* [EXERCISE]:
Reproduce every row below verbatim, omitting the pictures.

* [RECORDS FOR THE TASK]:
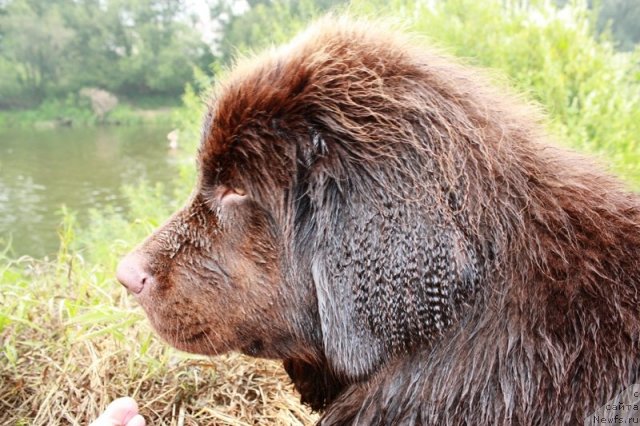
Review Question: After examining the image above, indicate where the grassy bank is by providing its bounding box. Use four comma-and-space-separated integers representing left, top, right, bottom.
0, 95, 180, 129
0, 0, 640, 425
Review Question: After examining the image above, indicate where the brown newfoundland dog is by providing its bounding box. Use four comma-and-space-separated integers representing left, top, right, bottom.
118, 19, 640, 425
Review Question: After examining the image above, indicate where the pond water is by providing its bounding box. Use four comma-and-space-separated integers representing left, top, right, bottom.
0, 127, 177, 257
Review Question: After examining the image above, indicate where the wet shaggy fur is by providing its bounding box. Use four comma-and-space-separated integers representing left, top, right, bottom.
120, 20, 640, 425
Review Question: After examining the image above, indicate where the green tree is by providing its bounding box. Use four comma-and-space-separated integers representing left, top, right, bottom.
0, 0, 73, 105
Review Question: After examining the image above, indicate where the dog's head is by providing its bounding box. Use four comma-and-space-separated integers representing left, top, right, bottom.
118, 22, 481, 405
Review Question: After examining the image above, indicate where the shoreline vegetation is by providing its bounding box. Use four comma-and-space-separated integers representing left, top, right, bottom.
0, 96, 181, 131
0, 0, 640, 426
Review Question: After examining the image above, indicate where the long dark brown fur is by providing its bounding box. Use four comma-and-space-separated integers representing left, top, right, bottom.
116, 20, 640, 425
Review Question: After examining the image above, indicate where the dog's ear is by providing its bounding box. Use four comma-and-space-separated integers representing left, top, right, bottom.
298, 136, 479, 381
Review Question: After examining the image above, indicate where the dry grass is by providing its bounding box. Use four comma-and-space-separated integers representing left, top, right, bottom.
0, 256, 316, 425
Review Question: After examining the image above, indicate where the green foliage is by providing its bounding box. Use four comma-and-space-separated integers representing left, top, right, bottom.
353, 0, 640, 188
0, 0, 212, 108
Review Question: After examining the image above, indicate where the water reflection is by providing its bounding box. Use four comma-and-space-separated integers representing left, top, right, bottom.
0, 127, 176, 256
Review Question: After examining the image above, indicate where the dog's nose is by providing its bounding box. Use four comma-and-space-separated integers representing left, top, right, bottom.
116, 252, 151, 293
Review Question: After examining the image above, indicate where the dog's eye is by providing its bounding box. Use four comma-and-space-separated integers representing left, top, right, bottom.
219, 187, 247, 206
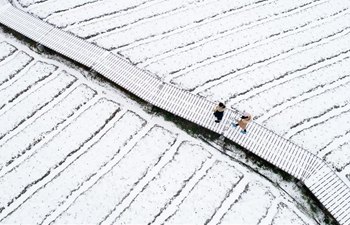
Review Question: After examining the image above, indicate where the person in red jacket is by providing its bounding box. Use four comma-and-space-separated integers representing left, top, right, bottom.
213, 102, 226, 123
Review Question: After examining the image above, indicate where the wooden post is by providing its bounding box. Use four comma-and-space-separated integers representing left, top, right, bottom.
35, 43, 45, 53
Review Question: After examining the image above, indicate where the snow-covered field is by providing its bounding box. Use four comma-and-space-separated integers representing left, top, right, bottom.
0, 27, 325, 225
15, 0, 350, 186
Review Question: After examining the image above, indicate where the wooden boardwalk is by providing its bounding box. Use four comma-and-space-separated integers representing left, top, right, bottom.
0, 0, 350, 225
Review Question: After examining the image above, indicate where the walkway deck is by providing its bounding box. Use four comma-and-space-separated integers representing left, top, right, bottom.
0, 0, 350, 225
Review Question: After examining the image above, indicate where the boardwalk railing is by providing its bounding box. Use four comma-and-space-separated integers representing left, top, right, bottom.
0, 0, 350, 225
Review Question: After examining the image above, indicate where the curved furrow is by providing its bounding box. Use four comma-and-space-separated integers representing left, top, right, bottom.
259, 74, 350, 123
172, 14, 350, 92
67, 0, 197, 40
47, 126, 176, 224
0, 51, 34, 88
119, 0, 272, 57
92, 0, 262, 51
323, 142, 350, 171
3, 111, 146, 224
164, 161, 244, 224
0, 85, 97, 174
45, 0, 161, 29
194, 29, 350, 101
139, 2, 330, 69
163, 2, 346, 83
218, 181, 276, 224
0, 70, 77, 149
0, 41, 17, 62
292, 109, 350, 154
0, 99, 119, 218
26, 0, 104, 20
231, 52, 350, 118
0, 62, 57, 110
16, 0, 49, 8
318, 129, 350, 157
104, 142, 211, 224
284, 101, 350, 138
270, 202, 308, 225
264, 80, 350, 138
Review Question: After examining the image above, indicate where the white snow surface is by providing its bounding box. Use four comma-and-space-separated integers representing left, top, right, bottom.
0, 28, 324, 224
15, 0, 350, 186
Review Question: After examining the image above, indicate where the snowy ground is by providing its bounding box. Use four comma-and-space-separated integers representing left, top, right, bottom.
0, 27, 325, 225
17, 0, 350, 187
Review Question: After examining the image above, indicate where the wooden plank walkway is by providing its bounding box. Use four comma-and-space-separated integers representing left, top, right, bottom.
0, 0, 350, 225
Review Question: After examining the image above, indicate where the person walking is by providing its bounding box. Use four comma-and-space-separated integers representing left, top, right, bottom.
232, 112, 252, 134
213, 102, 226, 123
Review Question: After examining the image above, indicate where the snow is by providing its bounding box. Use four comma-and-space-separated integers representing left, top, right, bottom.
55, 126, 176, 223
271, 203, 307, 225
0, 71, 76, 138
219, 182, 275, 224
166, 162, 243, 224
0, 42, 17, 62
1, 112, 145, 223
0, 51, 33, 85
0, 84, 96, 173
325, 143, 350, 171
114, 142, 210, 224
0, 62, 56, 110
0, 99, 118, 211
0, 0, 350, 224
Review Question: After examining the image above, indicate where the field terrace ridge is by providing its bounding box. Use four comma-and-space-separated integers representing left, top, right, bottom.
0, 0, 350, 225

* [WRITTEN REPLY]:
Review Question: After examining the image above, indicate where the grassy bank is by providing its bounding box. Use four comma-and-space-separated integers representing left, top, right, bottom.
0, 95, 180, 129
0, 0, 640, 425
Review Question: After examining the image above, indicate where the brown newfoundland dog is by providing its bounding box. Use four comma-and-space-separated integers representing left, top, right, bottom.
118, 19, 640, 425
Review Question: After examining the image above, indicate where the pond water is by providing its bounding box. Use four comma-and-space-separated integers representing left, top, right, bottom.
0, 127, 177, 257
Review Question: After examining the image above, indicate where the wet shaggy fur is by providing its bounding box. Use four comma-and-space-separated integers representing left, top, right, bottom.
120, 20, 640, 425
Review Question: After examining the image above, indicate where the green tree is by providing its bounding box. Use four comma-and-space-separated integers representing left, top, right, bottom.
0, 0, 73, 105
Review Question: After examining the image above, indicate where the dog's head is by providing its bounding box. Use four comma-and-space-separated integers representing left, top, right, bottom.
118, 22, 481, 405
Review Question: After examining the image above, indicate where the shoreline vegetation is by providing its bounding box. Use four comma-and-space-separated integers representing left, top, right, bottom.
0, 96, 181, 131
0, 0, 640, 426
Review Question: After examining the image above, indicate where the long dark brown fur is by providing its bounding box. Use four comma-and-space-separated integers representing left, top, right, bottom.
116, 20, 640, 425
Review Question: After examining the image above, indicate where the dog's ear is by providing its bounding box. Use four comma-and-space-separated integers representing left, top, right, bottom.
298, 136, 479, 381
Review Question: After examining the image above, indicate where the dry grass is by providing its bounding box. Use four comma-and-space-separated integers representing left, top, right, bottom.
0, 256, 316, 425
Review Question: After examining the image above, indicate where the green foliage is by providing its bounding box. Use four comma-and-space-separated integers representing left, top, right, bottom.
353, 0, 640, 188
0, 0, 212, 108
Review Question: After examining the image above, indicate where the water reflection is by providing its bounding box. Use four comma-and-space-separated integers representing left, top, right, bottom.
0, 127, 176, 256
Review Question: After examining the image above, indicate where the dog's nose is by providing its bounding box. Use four comma-and-space-separated integers representing left, top, right, bottom.
116, 252, 151, 293
Review Question: After examining the image above, indicate where the dog's eye is by providing its bounding box. Use four comma-and-space-separated integers representing left, top, right, bottom.
219, 187, 247, 206
Review Question: After examining the image above, indicate where the person in red jacket is by providing its bounding box. Use four comma-and-space-separated integers representing left, top, right, bottom.
213, 102, 226, 123
Review Question: After examining the image above, indicate where the wooden post is by providing its bounding box. Use four comma-and-space-separated integers representing left, top, right, bottom.
35, 43, 45, 53
Review Question: After examining the image above, indicate where the snow-covered field is by providing its bounding box. Use four comma-and-space-separated integers representing left, top, right, bottom.
0, 27, 325, 225
15, 0, 350, 186
Review Question: After examining the image above, indicate where the wooden boardwalk is by providing its bounding box. Use four comma-and-space-separated integers representing left, top, right, bottom.
0, 0, 350, 225
Review Question: After examining the image above, indicate where the walkway deck is by providing its bounding box. Use four comma-and-space-separated integers representing left, top, right, bottom.
0, 0, 350, 225
Review Question: After examining the image above, indicate where the boardwalk railing is by providing its bounding box. Use four comma-and-space-separated integers representing left, top, right, bottom.
0, 0, 350, 225
Review Question: After examining the image above, indicate where the curved furrow is by providing its bounding box. Use four comma-and-space-separated integers representing left, top, right, bottom.
259, 74, 350, 123
172, 14, 350, 92
67, 0, 197, 40
47, 126, 176, 224
0, 51, 34, 88
119, 0, 272, 57
92, 0, 262, 51
323, 142, 350, 171
3, 111, 146, 224
164, 161, 244, 224
0, 85, 97, 174
45, 0, 161, 29
194, 29, 350, 101
139, 2, 330, 69
163, 2, 346, 83
218, 181, 276, 224
0, 70, 77, 149
0, 41, 17, 62
292, 109, 350, 154
0, 99, 119, 218
26, 0, 104, 20
231, 52, 350, 118
0, 62, 57, 110
16, 0, 49, 8
318, 129, 350, 157
104, 142, 211, 224
284, 101, 350, 138
270, 202, 308, 225
264, 80, 350, 138
Review Question: After examining the image above, indicate where the white snow surface is by providing its bounding box. Use four comma-and-space-separated integers representing left, top, right, bottom.
0, 28, 324, 224
15, 0, 350, 186
Review Question: After examining the image above, indicate where the snowy ground is by providing its bounding box. Use four comma-and-space-separated integers representing left, top, right, bottom.
0, 27, 325, 225
17, 0, 350, 187
Review Question: After examining the image above, indicate where the wooden plank walkway is by providing its bounding box. Use four comma-and-space-separated integers representing left, top, right, bottom.
0, 0, 350, 225
Review Question: After examining the image above, indicate where the person walking is by providing its bounding box. Use four comma-and-space-separated integers representing left, top, right, bottom.
232, 112, 252, 134
213, 102, 226, 123
Review Question: After examining the image above, indicate where the snow is by providing its bounding box. Use four comma-and-space-separated integers representing left, top, right, bottom.
55, 126, 176, 223
271, 203, 307, 225
0, 71, 76, 138
219, 182, 275, 224
166, 162, 243, 224
0, 42, 17, 62
1, 112, 145, 223
0, 51, 33, 85
0, 84, 96, 173
325, 143, 350, 171
114, 142, 210, 224
0, 62, 56, 110
0, 99, 118, 211
0, 0, 350, 224
Review Question: After examining the image above, indicate where the field terrace ridge is by providing its bounding box. Use four comma-and-space-separated integers representing left, top, right, bottom.
0, 0, 350, 225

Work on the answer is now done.